» DATASET EXCERPTS
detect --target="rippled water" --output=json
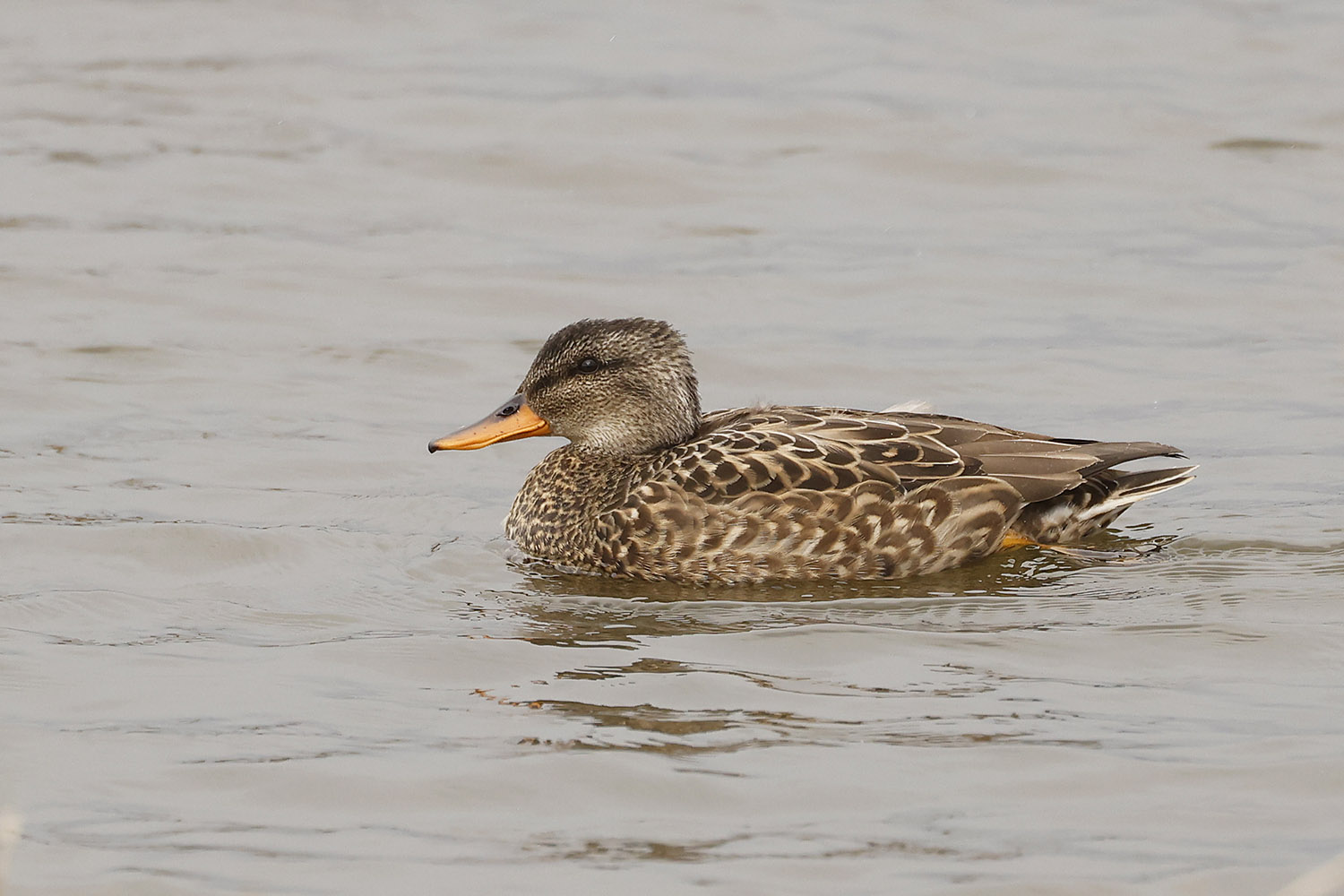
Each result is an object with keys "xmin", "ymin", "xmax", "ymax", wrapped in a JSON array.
[{"xmin": 0, "ymin": 0, "xmax": 1344, "ymax": 896}]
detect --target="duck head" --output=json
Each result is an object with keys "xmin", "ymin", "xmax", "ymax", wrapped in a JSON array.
[{"xmin": 429, "ymin": 317, "xmax": 701, "ymax": 454}]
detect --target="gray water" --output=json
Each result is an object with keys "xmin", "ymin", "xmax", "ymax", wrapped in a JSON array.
[{"xmin": 0, "ymin": 0, "xmax": 1344, "ymax": 896}]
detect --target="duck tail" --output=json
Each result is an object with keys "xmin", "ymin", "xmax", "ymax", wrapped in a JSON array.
[{"xmin": 1075, "ymin": 463, "xmax": 1199, "ymax": 525}]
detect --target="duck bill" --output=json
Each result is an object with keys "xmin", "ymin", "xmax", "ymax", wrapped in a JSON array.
[{"xmin": 429, "ymin": 393, "xmax": 551, "ymax": 454}]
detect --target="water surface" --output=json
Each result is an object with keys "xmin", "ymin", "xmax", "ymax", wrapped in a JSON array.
[{"xmin": 0, "ymin": 0, "xmax": 1344, "ymax": 896}]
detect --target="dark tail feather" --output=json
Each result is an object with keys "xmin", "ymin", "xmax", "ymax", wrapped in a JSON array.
[{"xmin": 1078, "ymin": 463, "xmax": 1199, "ymax": 520}]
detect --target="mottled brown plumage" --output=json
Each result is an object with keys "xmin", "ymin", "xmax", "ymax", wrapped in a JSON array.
[{"xmin": 430, "ymin": 318, "xmax": 1193, "ymax": 583}]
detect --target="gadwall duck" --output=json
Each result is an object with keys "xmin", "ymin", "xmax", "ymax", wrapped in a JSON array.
[{"xmin": 429, "ymin": 318, "xmax": 1195, "ymax": 583}]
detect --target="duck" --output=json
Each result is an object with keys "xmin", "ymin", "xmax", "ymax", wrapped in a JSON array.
[{"xmin": 429, "ymin": 317, "xmax": 1196, "ymax": 584}]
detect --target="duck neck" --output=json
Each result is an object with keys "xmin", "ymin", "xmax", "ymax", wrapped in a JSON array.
[{"xmin": 504, "ymin": 444, "xmax": 648, "ymax": 567}]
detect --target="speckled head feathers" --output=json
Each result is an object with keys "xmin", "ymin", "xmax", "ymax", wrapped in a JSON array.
[{"xmin": 521, "ymin": 317, "xmax": 701, "ymax": 454}]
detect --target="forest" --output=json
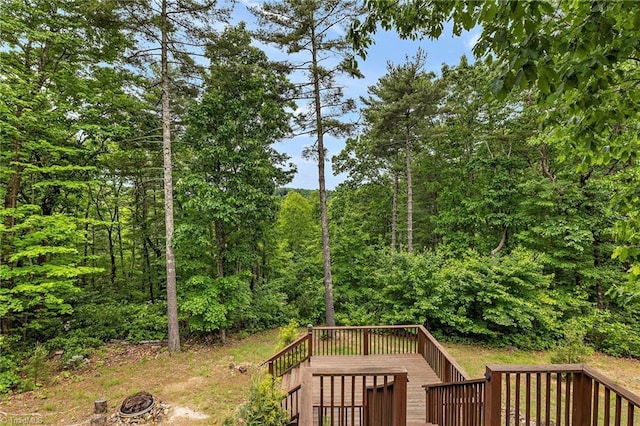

» SHORT TASK
Pick out every line of the items above that contains the word "head", and treat uppercase and lowercase letters as different.

» THE OUTPUT
detect --target="duck head" --output=json
detect --target="speckled head feathers" --output=json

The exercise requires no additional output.